### JOB A:
According to the thread on home-cured bacon below, how many slices of bacon did the first poster's batch make?

### SELECTION:
▼▼▼

# My first home-cured bacon. :)



## notbutanapron (Jun 30, 2011)

Okay, technically pancetta because that invisible smoker my husband bought me for my birthday doesn't work, but check it out 










:l33t:

It ended up making five dozen slices of bacon and four small bags of lardons. Shamefully not my pig, but I got the most gorgeous long-haired black heritage half from a local farmer who must love me very very much.

My husband said it's the best bacon he's had in his life!! :bow: :bow:


----------



## semimoonman (Oct 31, 2012)

Beautiful! What did you do for your cure?

I just had to throw out my first attempt. Three pounds of pastured pork in the trash. Such a waste. Before I hung it to cure/dry, I rolled it Italian style. Big mistake. It was too humid, and it molded right through the middle.


----------



## wannabechef (Nov 20, 2012)

semimoonman said:


> Beautiful! What did you do for your cure?
> 
> I just had to throw out my first attempt. Three pounds of pastured pork in the trash. Such a waste. Before I hung it to cure/dry, I rolled it Italian style. Big mistake. It was too humid, and it molded right through the middle.


It has to be rolled very tight, no air pockets at all.


----------



## wannabechef (Nov 20, 2012)

notbutanapron said:


> Okay, technically pancetta because that invisible smoker my husband bought me for my birthday doesn't work, but check it out
> 
> 
> 
> ...



Looks very good!


----------



## notbutanapron (Jun 30, 2011)

I just did a basic brown sugar and salt combination with bay, juniper and a bunch of other spices. I wanted to get it right my first time. HUZZAH 

I have prosciutto in the cupboard too. I'll tell you how that goes in a couple years


----------



## Jeepgirl86 (May 18, 2012)

DH and I have done two batches of homemade bacon this year. Both were from recipes he found on the internet. After smoking they were delish! Unfortunately out of the 10 lb he smoked and sliced...only about 1/2 lb is left! lol Sure goes fast.


----------



## semimoonman (Oct 31, 2012)

wannabechef said:


> It has to be rolled very tight, no air pockets at all.


I really thought that it was very tight--no air pockets. I'd read that before rolling it, too. This was only my third attempt at curing. Guanciale (bacon from the jowl) and duck prosciutto (cured duck breast) to generally good results. The guanciale has always been great; the duck was okay--we just thought we'd eat it faster than we did.

▲▲▲

### JOB B:
Put the rows below into a numbered list, starting with the line that contains "Find the crowd" and going on through the last line of the rows, with blank lines left out.

### LISTED RECORDS:
▼▼▼

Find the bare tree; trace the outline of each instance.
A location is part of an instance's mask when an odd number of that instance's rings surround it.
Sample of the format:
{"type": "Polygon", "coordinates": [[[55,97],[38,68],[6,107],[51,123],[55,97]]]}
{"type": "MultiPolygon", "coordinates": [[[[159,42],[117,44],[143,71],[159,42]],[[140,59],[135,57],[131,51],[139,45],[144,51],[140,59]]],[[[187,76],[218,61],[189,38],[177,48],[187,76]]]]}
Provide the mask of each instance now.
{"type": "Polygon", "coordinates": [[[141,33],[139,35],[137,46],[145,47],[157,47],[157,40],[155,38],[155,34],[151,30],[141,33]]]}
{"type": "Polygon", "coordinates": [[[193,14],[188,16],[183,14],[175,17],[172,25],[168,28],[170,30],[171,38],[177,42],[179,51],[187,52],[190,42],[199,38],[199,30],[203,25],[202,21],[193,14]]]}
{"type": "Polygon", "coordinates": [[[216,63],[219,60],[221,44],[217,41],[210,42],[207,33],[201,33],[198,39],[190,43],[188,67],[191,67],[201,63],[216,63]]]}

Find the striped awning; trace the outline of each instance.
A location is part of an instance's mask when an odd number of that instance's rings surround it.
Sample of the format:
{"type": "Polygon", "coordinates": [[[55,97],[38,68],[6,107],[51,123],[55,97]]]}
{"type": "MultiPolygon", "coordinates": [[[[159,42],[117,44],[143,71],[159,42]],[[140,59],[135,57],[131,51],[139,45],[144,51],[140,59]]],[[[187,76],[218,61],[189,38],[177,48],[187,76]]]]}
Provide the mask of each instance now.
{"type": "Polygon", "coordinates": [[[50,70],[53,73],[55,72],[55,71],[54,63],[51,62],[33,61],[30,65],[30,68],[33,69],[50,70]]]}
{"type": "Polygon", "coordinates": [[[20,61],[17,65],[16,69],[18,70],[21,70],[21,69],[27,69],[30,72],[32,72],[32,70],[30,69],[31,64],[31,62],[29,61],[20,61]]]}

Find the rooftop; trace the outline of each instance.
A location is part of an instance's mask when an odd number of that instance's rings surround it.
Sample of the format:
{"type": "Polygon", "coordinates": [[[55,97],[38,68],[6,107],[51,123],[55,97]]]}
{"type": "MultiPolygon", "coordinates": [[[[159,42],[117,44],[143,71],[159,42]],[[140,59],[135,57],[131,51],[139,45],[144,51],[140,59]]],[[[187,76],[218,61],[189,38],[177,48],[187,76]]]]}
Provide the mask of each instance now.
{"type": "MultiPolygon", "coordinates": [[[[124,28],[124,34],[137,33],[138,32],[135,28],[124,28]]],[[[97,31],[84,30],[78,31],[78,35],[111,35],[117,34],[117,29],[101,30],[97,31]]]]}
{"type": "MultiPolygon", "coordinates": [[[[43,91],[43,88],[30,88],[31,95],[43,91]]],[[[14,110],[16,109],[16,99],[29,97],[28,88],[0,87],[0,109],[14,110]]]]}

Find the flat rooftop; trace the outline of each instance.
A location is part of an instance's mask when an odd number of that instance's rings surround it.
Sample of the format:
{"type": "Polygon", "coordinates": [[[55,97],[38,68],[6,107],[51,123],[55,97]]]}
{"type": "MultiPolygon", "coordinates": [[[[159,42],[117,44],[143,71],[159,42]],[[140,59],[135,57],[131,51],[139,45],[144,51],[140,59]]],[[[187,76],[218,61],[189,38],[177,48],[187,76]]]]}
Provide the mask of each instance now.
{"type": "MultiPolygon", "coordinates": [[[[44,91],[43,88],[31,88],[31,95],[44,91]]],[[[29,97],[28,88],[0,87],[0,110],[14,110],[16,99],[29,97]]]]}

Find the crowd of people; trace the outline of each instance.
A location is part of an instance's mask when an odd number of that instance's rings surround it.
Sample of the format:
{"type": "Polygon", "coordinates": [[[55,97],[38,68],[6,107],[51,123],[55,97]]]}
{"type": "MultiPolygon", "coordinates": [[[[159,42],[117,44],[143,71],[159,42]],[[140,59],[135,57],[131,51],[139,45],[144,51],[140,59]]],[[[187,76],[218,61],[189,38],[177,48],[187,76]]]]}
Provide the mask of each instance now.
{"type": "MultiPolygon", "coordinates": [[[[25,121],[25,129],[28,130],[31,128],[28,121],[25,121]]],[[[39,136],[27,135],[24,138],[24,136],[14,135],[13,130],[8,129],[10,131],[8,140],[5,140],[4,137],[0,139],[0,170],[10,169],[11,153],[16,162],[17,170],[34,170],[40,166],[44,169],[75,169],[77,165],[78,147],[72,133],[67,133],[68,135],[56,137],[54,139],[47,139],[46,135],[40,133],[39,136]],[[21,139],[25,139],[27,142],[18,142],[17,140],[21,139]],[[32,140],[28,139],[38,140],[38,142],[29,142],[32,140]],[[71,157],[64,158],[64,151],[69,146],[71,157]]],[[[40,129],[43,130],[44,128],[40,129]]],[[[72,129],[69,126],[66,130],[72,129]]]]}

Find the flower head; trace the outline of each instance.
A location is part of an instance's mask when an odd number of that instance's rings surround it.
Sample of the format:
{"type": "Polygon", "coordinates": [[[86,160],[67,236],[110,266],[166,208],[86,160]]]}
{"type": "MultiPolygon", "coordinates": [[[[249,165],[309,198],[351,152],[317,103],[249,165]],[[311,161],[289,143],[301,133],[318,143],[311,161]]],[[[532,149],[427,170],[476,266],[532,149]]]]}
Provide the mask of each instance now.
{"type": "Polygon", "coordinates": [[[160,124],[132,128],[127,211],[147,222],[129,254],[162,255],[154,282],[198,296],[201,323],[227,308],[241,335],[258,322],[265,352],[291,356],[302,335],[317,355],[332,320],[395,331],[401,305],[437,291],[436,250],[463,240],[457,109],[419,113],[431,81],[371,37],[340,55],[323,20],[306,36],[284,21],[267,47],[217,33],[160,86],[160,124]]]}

▲▲▲

### OUTPUT A:
Five dozen slices.

### OUTPUT B:
1. Find the crowd of people; trace the outline of each instance.
2. A location is part of an instance's mask when an odd number of that instance's rings surround it.
3. Sample of the format:
4. {"type": "Polygon", "coordinates": [[[55,97],[38,68],[6,107],[51,123],[55,97]]]}
5. {"type": "MultiPolygon", "coordinates": [[[[159,42],[117,44],[143,71],[159,42]],[[140,59],[135,57],[131,51],[139,45],[144,51],[140,59]]],[[[187,76],[218,61],[189,38],[177,48],[187,76]]]]}
6. Provide the mask of each instance now.
7. {"type": "MultiPolygon", "coordinates": [[[[25,121],[25,129],[28,130],[31,128],[28,121],[25,121]]],[[[39,136],[27,135],[24,138],[24,136],[14,135],[13,130],[8,129],[10,131],[8,140],[5,140],[4,137],[0,139],[0,170],[10,169],[11,153],[16,162],[17,170],[34,170],[40,166],[44,169],[75,169],[77,165],[78,147],[72,133],[67,133],[68,135],[56,137],[54,139],[47,139],[46,135],[40,133],[39,136]],[[21,139],[25,139],[27,142],[18,142],[17,140],[21,139]],[[32,140],[28,139],[38,140],[38,142],[29,142],[32,140]],[[71,157],[64,158],[64,151],[69,146],[71,157]]],[[[40,129],[43,130],[44,128],[40,129]]],[[[72,129],[69,126],[66,130],[72,129]]]]}
8. Find the flower head; trace the outline of each instance.
9. A location is part of an instance's mask when an odd number of that instance's rings surround it.
10. Sample of the format:
11. {"type": "Polygon", "coordinates": [[[86,160],[67,236],[110,266],[166,208],[86,160]]]}
12. {"type": "MultiPolygon", "coordinates": [[[[249,165],[309,198],[351,152],[317,103],[249,165]],[[311,161],[289,143],[301,133],[318,143],[311,161]]],[[[532,149],[427,170],[476,266],[532,149]]]]}
13. Provide the mask of each instance now.
14. {"type": "Polygon", "coordinates": [[[160,124],[132,128],[127,211],[147,222],[129,254],[162,255],[154,282],[198,296],[201,323],[227,308],[241,335],[258,322],[265,352],[291,356],[302,335],[317,355],[332,320],[395,331],[401,305],[437,291],[436,250],[463,240],[457,109],[419,113],[431,81],[371,37],[340,55],[323,20],[306,36],[284,21],[267,47],[217,33],[160,86],[160,124]]]}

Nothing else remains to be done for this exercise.